- Problem to work on:
Answer these questions from the article below on the National Front's leader:
1. What share of votes did the party win in the first round of local elections on December 6?
2. How many votes still separate the party from the simple majority it would need in the 2017 presidential runoff?
3. Which proposal is described as "a scarecrow for wealthy and elderly voters"?

- Document passage:
========================================================================

What
Le Pen really wants
The
National Front leader considers which way to turn the far-right
party.
By NICHOLAS VINOCUR
12/21/15, 5:30 AM CET
PARIS — When
Jean-Marie Le Pen, former leader of France’s National Front,
reached the second round of a presidential race in 2002, he suddenly
realized that he might end up having to run the country. The thought
terrified him.
“When you’re in
a scenario where you might end up being President of the Republic …
don’t you think that’s a source of anguish?” he asked an
interviewer from Society magazine this year. “If you don’t,
you’re a wanker.”
Marine Le Pen,
Jean-Marie’s daughter, shares none of her father’s squeamishness
about power. But if Le Pen has carried her party a long way, winning
about 30 percent of votes in the first round of local elections on
December 6, she now faces the real test of her appetite for power:
whether she will be able to bridge the enormous gap — more than 10
million votes — that still separates her party from the simple
majority it would need to prevail in the runoff of France’s
presidential election in 2017.
It’s a challenge
so daunting that many French politicians, and even some National
Front officials, believe that Le Pen will not earnestly try to take
it on over the next 18 months.
However, after her
party hit a “glass ceiling” in the final round of the local
elections on December 13, failing to win a single region despite
impressive leads in six of them, officials have been forced at least
to address the National Front’s shortcomings, and start to offer
suggestions as to how it could widen its appeal.
“We have never
made alliances, we don’t believe in political jerry-rigging, but
it’s true that we are reaching out,” Nicolas Bay, the National
Front electoral strategist, told POLITICO. “We need to be
respectful of other political groups and not rush things, because the
idea is not to stitch together ad hoc partnerships but to build a
wide base on a common ideological platform.”
Bay pointed out a
number of ways the National Front could try to nibble a few points of
support away from rival right-wing currents: forging alliances with
like-minded parties, recruiting high-profile politicians, and
“educating” the public more efficiently about some of the Front’s
more polarizing policy positions, notably its proposal to exit the
eurozone — which remains a scarecrow for wealthy and elderly
voters.

========================================================================

- Stored data:
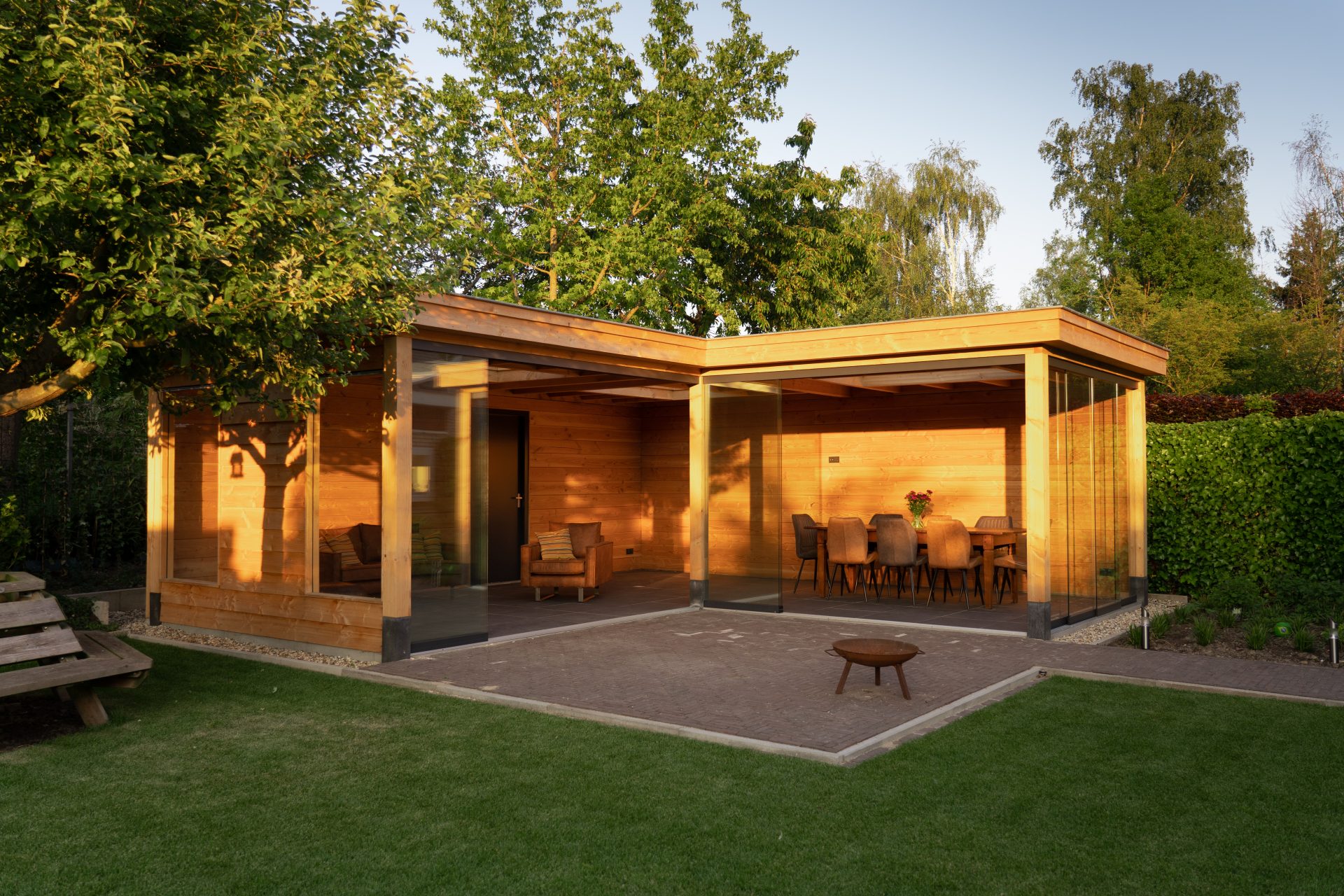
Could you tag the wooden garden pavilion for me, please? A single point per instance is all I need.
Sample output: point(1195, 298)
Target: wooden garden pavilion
point(382, 523)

========================================================================

- Output below:
1. About 30 percent.
2. More than 10 million.
3. The proposal to exit the eurozone.